━━ Text ━━

The chapter's invariant: maintain one code path that computes derived artifacts and lands them durably; let each read path choose its freshness by when it reads, not by recomputing in a parallel pipeline. Freshness becomes a read-time choice over a single written truth, not a compute-time fork into two pipelines that drift.

Kappa achieves this by making the streaming pipeline the only pipeline. Reprocessing history is not a separate batch layer — it is replaying the log (chapter 02) or re-reading the landed lakehouse tables through the same code. There is one chunking rule, one PII step, one embedding version, because there is one pipeline. A report that wants yesterday's data reads yesterday's landed rows; the copilot that wants the last ten seconds reads the growing index segment. Same logic produced both.

KAPPA (one path, many freshness tiers)
                                            ┌─ live copilot      reads growing seg   (Δ ≤ 10s)
 log ─▶ ONE streaming pipeline ─▶ derived ──┼─ live dashboard    reads recent landed (Δ ≤ 2m)
        (transform, embed, land)   tables   ├─ daily report      queries landed @6am (Δ ≤ 6h)
                                            └─ retraining export  reads landed monthly(Δ ≤ 24h)
        reprocess = replay the log / re-read landed tables through the SAME code
        no second pipeline, no drift, freshness is a read-time choice

Teacher voice. Lambda asks "fast or correct?" and answers "both, in two pipelines." Kappa asks "why are there two pipelines?" and answers "there aren't — there is one pipeline and many readers." The thing that made lambda necessary was that early stream processors couldn't reprocess history correctly, so you needed a batch layer to be the authority. Once the log is durable and replayable and the lakehouse holds the landed truth, the batch layer's only job — correct reprocessing — is something the streaming code can now do by replaying. The second pipeline becomes redundant logic you maintain for no reason. If you find yourself writing the same transform twice, stop and ask whether replay can do what the batch layer was doing.

5) Lambda vs Kappa vs lakehouse-as-log — which, under this workload¶

Three architectures answer the duplication question differently. The choice decides how many code paths you maintain and how reprocessing works.

Lambda — speed layer plus batch layer, merged at serve¶

Helps: the batch layer is an unarguable authority; if the streaming path has a bug, the nightly batch recomputes the correct answer from scratch over all raw data. Reprocessing is trivial because batch is reprocessing.

Hurts: every transform exists twice (stream + batch) and drifts; the serving layer must merge two answers that disagree; two systems to operate, monitor, and reason about. The operational tax is the duplicated logic, not the compute.

Use when: your stream processor genuinely cannot reprocess history correctly (legacy, no durable replayable log), or regulators demand a separate authoritative batch recomputation independent of the streaming path.

Kappa — one streaming pipeline, replay for reprocessing¶

Helps: one code path, no drift, one system of logic; reprocessing is replaying the log or re-reading landed tables through the same code; freshness is a read-time choice. The 2026 default for new builds.

━━━

Instructions for the task: The diagram in the text on Lambda and Kappa architectures shows several readers of the derived tables. List every one of them with the freshness bound given for each.

━━ Record excerpts ━━

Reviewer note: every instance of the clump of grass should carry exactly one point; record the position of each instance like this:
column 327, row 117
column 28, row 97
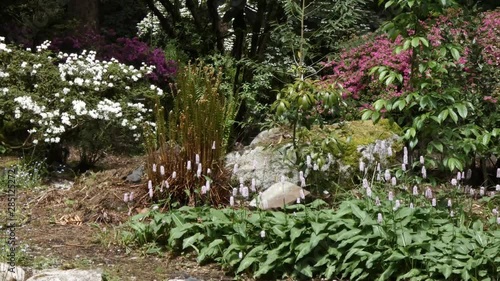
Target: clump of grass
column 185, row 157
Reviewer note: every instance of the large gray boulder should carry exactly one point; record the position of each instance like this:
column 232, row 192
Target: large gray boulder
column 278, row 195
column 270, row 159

━━━
━━ Record excerpts ━━

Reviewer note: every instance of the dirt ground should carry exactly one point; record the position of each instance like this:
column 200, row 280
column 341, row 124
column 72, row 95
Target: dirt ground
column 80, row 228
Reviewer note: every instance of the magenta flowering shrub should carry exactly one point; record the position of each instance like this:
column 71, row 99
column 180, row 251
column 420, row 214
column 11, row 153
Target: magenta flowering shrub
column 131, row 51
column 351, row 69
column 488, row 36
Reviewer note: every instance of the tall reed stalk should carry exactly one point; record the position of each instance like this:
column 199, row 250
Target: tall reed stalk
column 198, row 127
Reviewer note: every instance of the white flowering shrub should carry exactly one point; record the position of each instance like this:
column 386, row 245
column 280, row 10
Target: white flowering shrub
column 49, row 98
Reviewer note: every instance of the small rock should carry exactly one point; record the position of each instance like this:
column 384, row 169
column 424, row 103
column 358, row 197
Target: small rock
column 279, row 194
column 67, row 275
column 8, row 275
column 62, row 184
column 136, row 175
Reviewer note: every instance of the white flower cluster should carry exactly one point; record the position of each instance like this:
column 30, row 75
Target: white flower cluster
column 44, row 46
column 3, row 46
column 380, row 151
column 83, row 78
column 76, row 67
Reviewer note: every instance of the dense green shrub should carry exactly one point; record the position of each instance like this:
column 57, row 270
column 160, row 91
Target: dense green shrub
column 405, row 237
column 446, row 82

━━━
━━ Record excerpts ━━

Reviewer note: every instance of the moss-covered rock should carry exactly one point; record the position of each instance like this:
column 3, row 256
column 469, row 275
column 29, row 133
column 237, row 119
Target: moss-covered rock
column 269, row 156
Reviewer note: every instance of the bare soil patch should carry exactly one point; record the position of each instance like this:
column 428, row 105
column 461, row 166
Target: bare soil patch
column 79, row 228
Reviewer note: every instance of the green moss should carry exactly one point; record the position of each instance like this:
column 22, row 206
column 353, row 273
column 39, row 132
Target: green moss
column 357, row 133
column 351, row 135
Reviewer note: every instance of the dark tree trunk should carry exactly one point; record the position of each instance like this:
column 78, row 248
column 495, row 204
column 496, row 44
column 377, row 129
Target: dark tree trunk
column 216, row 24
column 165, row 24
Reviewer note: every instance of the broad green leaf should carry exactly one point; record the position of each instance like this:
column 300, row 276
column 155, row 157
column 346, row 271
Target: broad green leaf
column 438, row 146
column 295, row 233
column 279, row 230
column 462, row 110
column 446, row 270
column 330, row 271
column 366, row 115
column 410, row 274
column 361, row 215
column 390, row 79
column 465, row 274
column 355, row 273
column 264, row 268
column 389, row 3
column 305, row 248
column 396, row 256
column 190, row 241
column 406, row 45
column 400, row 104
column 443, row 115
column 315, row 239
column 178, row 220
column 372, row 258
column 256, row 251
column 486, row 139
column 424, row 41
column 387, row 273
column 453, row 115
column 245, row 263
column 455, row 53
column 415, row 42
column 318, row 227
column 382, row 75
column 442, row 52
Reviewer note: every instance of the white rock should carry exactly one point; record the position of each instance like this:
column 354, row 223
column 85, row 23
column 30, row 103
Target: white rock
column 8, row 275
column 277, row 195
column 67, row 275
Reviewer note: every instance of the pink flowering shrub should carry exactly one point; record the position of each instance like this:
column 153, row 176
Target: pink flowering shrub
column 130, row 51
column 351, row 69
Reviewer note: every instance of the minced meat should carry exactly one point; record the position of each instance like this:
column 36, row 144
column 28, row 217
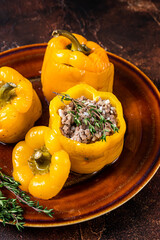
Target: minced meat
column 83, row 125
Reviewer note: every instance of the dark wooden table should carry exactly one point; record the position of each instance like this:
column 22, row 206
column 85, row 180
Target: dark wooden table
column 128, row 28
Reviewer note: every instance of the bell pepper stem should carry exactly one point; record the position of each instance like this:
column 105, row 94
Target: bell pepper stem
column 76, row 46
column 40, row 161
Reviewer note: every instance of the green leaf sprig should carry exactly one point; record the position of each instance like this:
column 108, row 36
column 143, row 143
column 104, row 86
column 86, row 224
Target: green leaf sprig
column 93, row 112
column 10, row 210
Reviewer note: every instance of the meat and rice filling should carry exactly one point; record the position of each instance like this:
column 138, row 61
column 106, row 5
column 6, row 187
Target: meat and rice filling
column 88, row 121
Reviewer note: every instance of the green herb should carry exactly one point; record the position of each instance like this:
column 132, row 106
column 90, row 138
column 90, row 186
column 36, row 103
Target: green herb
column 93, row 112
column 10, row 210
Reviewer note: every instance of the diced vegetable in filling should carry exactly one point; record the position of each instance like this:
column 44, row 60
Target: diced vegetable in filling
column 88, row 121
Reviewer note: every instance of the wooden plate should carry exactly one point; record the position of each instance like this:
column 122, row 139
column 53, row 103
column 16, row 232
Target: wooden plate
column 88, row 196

━━━

Output below:
- Live copilot: Δ ≤ 10s
- Live dashboard: Δ ≤ 2m
- Daily report: Δ ≤ 6h
- Retraining export: Δ ≤ 24h